— Goal of the exercise —
Every line in the entries that holds the word "clear" counts toward the answer, which should be a single number.
*** Opening of Dataset records ***
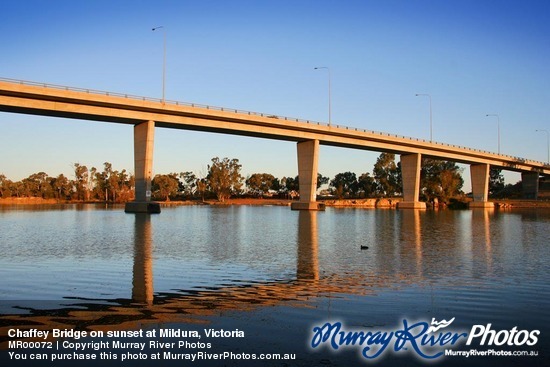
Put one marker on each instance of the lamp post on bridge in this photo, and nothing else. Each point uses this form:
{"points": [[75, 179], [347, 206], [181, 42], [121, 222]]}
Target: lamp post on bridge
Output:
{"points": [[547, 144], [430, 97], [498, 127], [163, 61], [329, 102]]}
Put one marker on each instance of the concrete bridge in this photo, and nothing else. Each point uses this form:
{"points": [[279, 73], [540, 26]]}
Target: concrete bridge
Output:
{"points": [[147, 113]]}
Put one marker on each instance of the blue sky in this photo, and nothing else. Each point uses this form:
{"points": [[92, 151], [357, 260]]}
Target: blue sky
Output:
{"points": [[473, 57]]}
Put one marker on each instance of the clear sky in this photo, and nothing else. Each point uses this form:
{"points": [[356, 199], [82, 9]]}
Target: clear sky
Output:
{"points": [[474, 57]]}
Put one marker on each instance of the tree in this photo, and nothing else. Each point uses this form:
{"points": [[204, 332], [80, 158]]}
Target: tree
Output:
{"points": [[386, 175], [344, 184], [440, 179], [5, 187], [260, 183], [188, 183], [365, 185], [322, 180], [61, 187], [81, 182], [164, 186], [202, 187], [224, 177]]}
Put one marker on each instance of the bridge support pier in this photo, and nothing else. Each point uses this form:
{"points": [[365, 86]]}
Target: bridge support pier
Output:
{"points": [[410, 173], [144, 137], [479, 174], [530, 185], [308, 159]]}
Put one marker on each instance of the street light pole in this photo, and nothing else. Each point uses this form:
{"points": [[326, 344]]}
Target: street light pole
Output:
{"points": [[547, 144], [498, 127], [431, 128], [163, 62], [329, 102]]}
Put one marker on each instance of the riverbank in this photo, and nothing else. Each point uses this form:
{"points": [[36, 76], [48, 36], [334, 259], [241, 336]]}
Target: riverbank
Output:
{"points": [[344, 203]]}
*** Close of Dataset records ***
*** Opening of Dataset records ***
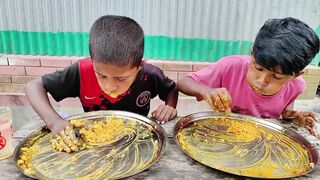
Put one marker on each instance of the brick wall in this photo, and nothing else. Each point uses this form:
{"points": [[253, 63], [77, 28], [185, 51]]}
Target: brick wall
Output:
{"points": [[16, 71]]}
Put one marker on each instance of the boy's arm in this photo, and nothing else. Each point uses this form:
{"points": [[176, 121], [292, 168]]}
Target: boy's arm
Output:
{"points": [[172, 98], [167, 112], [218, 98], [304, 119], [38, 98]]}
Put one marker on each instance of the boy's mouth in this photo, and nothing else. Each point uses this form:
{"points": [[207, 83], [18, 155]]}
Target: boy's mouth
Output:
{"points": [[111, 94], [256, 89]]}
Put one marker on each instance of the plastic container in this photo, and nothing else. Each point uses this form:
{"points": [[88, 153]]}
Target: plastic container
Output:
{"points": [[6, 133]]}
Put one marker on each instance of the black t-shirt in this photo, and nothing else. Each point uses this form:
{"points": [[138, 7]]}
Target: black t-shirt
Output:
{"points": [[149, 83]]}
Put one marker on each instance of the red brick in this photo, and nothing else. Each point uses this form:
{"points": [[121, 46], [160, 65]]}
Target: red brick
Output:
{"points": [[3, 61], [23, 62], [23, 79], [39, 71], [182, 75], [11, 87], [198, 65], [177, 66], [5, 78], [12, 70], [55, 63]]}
*** Close of Dataset records ***
— Reply to the exercise —
2